BRANO DA LEGGERE
<<<<

Assolutamente no. Non vado fuori di testa. Qui c'è gente che mi urla contro se mi metto a spostare qualcosa "Fermati! Non è il tuo lavoro!"

- Sai anche essere un bastardo quando si lavora?
Oh si, posso essere un figlio di puttana.

- Cosa ti fa arrabbiare di più?
Le cazzate. Ho un metro molto ben preciso con quelli che provano a dirmi una cazzata quando so delle cose. Il peggior tipo di falsità è  del tipo: "Non facciamogli sapere niente". Belle o brutte che siano voglio sempre saperle le cose. Non sono stupido. E lo verrò a scoprire da solo.

- Non riesci a sopportarli gli sciocchi?
Hai 30 secondi di tempo per dire stronzate prima che dica qualcosa io. O prima di uscirtene dalla stanza. La vita è breve e l'industria musicale è un mondo pieno di idioti e di impostori. Devi imparare a passare in mezzo e filtrare le stronzate.

- Cosa diresti se incontrassi Glenn Hughes per strada?

>>>>

RECORD ESTRATTI

<<<<

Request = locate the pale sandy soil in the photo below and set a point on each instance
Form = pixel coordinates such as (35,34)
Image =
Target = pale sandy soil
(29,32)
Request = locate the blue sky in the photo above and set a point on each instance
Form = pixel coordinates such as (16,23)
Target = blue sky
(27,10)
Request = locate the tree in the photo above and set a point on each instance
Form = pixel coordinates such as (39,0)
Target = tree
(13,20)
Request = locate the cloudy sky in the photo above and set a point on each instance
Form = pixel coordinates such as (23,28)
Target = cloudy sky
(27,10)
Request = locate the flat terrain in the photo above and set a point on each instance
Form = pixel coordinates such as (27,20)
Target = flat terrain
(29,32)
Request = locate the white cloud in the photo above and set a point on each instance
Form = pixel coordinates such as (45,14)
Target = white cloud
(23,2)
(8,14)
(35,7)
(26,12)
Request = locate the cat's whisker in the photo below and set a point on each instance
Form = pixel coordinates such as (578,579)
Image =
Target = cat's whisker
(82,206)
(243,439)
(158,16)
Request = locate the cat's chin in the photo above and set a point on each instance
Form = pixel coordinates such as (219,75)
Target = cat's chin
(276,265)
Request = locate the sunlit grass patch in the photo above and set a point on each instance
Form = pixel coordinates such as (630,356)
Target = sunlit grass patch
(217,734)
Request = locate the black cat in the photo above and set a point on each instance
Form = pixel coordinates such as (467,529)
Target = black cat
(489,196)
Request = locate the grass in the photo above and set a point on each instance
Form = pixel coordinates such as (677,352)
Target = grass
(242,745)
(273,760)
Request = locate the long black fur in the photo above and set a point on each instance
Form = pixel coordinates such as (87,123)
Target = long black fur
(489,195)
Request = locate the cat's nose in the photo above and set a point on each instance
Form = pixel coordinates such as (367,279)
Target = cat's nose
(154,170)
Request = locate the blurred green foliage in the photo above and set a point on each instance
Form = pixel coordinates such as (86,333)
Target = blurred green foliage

>>>>

COMPLETA QUANTO SEGUE
**1.** Nell'intervista, quanto tempo ha chi parla per dire stronzate prima che l'intervistato intervenga?
**2.** Ricopia dall'intervista il passo che inizia con "Oh si, posso" e termina con "Hughes per strada?".
I record provengono da un'altra fonte.

RISPOSTE AGLI ESERCIZI
**1.** 30 secondi.

**2.**
Oh si, posso essere un figlio di puttana.

- Cosa ti fa arrabbiare di più?
Le cazzate. Ho un metro molto ben preciso con quelli che provano a dirmi una cazzata quando so delle cose. Il peggior tipo di falsità è  del tipo: "Non facciamogli sapere niente". Belle o brutte che siano voglio sempre saperle le cose. Non sono stupido. E lo verrò a scoprire da solo.

- Non riesci a sopportarli gli sciocchi?
Hai 30 secondi di tempo per dire stronzate prima che dica qualcosa io. O prima di uscirtene dalla stanza. La vita è breve e l'industria musicale è un mondo pieno di idioti e di impostori. Devi imparare a passare in mezzo e filtrare le stronzate.

- Cosa diresti se incontrassi Glenn Hughes per strada?